▶ _Cosa farai_
a) Elenca le cinque vergini dell'Avvento nominate nel testo sulle vergini dell'Avvento e indica per ciascuna la terra da cui proviene.
b) Riprendi il testo sulle vergini dell'Avvento dopo la sua ultima frase e proseguilo.

▶ _Testo del documento_
=-=-=-=-=
«Dovunque tu vada,» canta a Cristo l'inno delle Vergini, «le Vergini ti seguono, li corron dietro acclamandoti…»
Quocumque tendis, Virgines
Sequuntur atque laudibus
Post te canentes cursitant…
Infatti, nel misto coro dei celicoli che
accompagnano dal primo giorno d'Avvento all'ultimo dopo la Pentecoste tutti i misteri
del Signore, le voci bianche suonan frequenti, chiamando Sposo Colui che l'altre
chiamano Signore, Re, Padre. L'Avvento, il tempo dell'Attesa, ne ha cinque.
Cinque vergini, Bibbiana, Barbara, Eulalia, Lucia e Odilia, attendono, con in mano
le loro lampade ben fornite, che s'oda a mezzanotte quel grido: «Ecco lo Sposo
che arriva», Christus natus est nobis, per seguirlo alle nozze. Da tutta
la terra si son mosse — dall'oriente è venuta Barbara, dalla Spagna Eulalia,
da Roma Bibbiana, dalla Sicilia Lucia e dalla Gallia Odilia — perché tutta
la terra aspetta l'arrivo di questo Sposo, che la ricolmerà di letizia riapparentandola
col cielo. Le lampade, tolta solo quella di Odilia, sfavillano di luce rubigna, luce
di sangue. Sangue infatti l'olio che le prudenti vi hanno versato, olio di lor proprietà,
non comprato dai venditori, sangue delle loro vene versato per amor dello Sposo.
Vergini e martiri. Il martirio fu la loro prudenza, fu il mezzo con cui si mantennero
fedeli allo Sposo. Grazia, nobiltà, ricchezza, nulla di ciò che piace
agli uomini mancò a loro, nulla di ciò che hanno gli uomini piacque
a loro.
Desiderate dagli uomini, desiderose di Cristo, lasciaron per Cristo grazia, nobiltà,
ricchezza, lasciaron la vita, ed ebbero da Cristo la vita eterna, le ricchezze inconsutili,
infurabili del paradiso, la nobiltà di spose di Dio, la grazia che piace a
Dio. Ebbero pure sulla terra, in cospetto degli uomini, la gloria della Chiesa bellante,
che le festeggia, ne ripete le gesta, a ogni ripetersi del giorno in cui passarono
da lei alla Chiesa triofante.
Due dicembre: santa Bibbiana: Bibbiana, virgo romana, nobili genere nata, christiana
fide nobilio fuit… Figlia di un martire e di una martire, a questa vera nobiltà
di sangue aggiunse l'onore del sangue proprio, offerto, insieme a una sorella, con
una costanza che stancò lusinghe e tormenti. Il carcere, le verghe, i flagelli,
usati contro il suo fragile corpo per indurla a abbandonar Cristo, furono altrettanto
impotenti a fletterne l'animo, quanto, a vincerne il cuore, rovente delle concupiscenze
celesti, furon le promesse dei frigidi piaceri mondani. In questo solo i supplizi
differirono dagli allettamenti, che se di questi ebbe orrore di quelli ebbe gioia.
=-=-=-=-=
▶ _Sezione dati_
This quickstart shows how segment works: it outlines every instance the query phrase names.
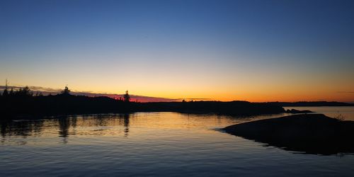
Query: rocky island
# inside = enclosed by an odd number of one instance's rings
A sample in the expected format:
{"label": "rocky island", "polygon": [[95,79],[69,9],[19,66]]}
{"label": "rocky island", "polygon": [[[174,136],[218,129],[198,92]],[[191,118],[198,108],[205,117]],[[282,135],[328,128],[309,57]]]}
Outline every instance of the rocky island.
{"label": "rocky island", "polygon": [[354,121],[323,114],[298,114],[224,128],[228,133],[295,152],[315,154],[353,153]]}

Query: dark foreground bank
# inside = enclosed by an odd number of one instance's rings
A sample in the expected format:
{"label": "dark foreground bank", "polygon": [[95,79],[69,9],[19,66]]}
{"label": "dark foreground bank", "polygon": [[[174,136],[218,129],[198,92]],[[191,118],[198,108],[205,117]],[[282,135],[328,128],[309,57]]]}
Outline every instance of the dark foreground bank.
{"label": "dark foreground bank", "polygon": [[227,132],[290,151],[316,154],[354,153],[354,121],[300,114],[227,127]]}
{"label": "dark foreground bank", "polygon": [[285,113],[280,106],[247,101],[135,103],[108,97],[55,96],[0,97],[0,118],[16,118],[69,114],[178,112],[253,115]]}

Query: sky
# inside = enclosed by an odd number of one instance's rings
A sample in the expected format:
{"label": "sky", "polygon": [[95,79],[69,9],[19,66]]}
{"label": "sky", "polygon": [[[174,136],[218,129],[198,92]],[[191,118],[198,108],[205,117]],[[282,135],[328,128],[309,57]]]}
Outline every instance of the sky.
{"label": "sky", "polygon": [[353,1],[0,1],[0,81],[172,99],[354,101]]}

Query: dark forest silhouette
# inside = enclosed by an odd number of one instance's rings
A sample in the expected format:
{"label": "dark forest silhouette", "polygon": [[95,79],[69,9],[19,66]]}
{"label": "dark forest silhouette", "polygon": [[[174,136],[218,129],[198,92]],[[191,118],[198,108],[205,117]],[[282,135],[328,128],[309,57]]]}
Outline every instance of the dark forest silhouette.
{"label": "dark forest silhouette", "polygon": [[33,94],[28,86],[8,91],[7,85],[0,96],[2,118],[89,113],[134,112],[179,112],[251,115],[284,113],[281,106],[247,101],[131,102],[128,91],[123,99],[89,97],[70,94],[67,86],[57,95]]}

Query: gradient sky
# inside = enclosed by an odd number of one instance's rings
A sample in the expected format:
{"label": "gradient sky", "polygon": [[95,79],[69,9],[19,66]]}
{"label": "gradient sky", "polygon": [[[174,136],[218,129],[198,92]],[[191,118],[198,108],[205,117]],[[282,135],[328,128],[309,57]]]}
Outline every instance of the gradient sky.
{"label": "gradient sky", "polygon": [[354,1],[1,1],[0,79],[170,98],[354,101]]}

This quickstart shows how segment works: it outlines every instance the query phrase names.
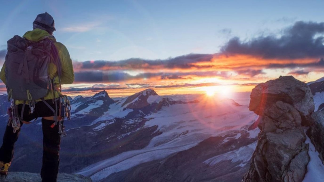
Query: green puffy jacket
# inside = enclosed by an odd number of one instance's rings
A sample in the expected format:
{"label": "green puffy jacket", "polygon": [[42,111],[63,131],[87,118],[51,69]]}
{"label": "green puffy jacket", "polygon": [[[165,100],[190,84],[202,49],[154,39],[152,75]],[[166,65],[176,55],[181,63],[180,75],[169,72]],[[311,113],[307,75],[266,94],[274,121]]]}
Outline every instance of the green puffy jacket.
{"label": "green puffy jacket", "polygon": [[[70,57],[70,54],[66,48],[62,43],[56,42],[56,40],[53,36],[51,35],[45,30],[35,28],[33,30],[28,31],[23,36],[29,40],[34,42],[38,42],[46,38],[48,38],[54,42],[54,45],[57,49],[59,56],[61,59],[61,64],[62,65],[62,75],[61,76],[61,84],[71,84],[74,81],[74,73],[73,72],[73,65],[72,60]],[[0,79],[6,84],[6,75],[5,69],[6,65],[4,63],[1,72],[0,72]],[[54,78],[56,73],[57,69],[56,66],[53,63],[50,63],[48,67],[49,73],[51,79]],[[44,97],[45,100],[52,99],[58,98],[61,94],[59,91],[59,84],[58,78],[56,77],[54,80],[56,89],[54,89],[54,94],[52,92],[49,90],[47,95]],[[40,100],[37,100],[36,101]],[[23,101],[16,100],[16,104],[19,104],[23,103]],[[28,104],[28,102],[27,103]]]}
=-=-=-=-=
▶ _Risposte ai compiti_
a)
- Barbara: dall'oriente
- Eulalia: dalla Spagna
- Bibbiana: da Roma
- Lucia: dalla Sicilia
- Odilia: dalla Gallia

b)
Furono infatti i supplizi che la condussero alle gioie eterne, furono le sferze che,
rivestendone le nude membra di sangue, le diedero la porpora conveniente a chi andava
sposa di Cristo.
Quattro dicembre: santa Barbara. Barbara, virgo nicomediensis, Dioscori nobilis
sed superstitiosi hominis filia… Dove Bibbiana aveva un incitamento, nel padre
morto per la fede, Barbara, meno fortunata, ha l'ostacolo. Dioscoro è avversario
della fede, e avversario tale che non gli dorrà di farsi, in odio a lei, carnefice
del suo proprio sangue. Prima dei tormenti adopra anch'egli le lusinghe, ma le lusinghe
sono per Barbara i veri tormenti, mentre i tormenti le son lusinghe. Geloso della
sua bellezza, mediante la quale sogna di aggiungere per via di nozze nuova fama alla
sua famiglia, la rinchiude, perché non vegga nessuno e nessuno la vegga, dentro
una torre: ma la torre non impedisce a Barbara di vedere e udire Quello a cui ha
dato il cuore, o d'essere da lui vista e udita. Non giovando ai fini di Dioscoro
tale mezzo, per la fermezza della fanciulla nel respingere ogni proposta paterna,
Dioscoro trasforma il carcere in luogo di piacere con l'istituirvi un bagno provvisto
d'ogni agio e dando a lei facoltà d'introdurvene a suo capriccio: ma Barbara
non si vale del suo potere se non per chiedere, mentre il padre è assente,
che alle due finestre dell'edifizio se ne aggiunga una terza, in onore della Santissima
Trinità, e che nel bagno venga dipinta una croce. Deluso e sdegnato, Dioscoro
passa allora ai gastighi, superando nello straziare la figlia l'ardore e la costanza
di un tiranno nello straziare un nemico. Vinto tuttavia dall'ardore e dalla costanza
di lei, prende infine la spada e con le sue mani la uccide, mandandola così,
con le sue mani, a quelle nozze per ritrarla dalle quali si era fatto tanto feroce.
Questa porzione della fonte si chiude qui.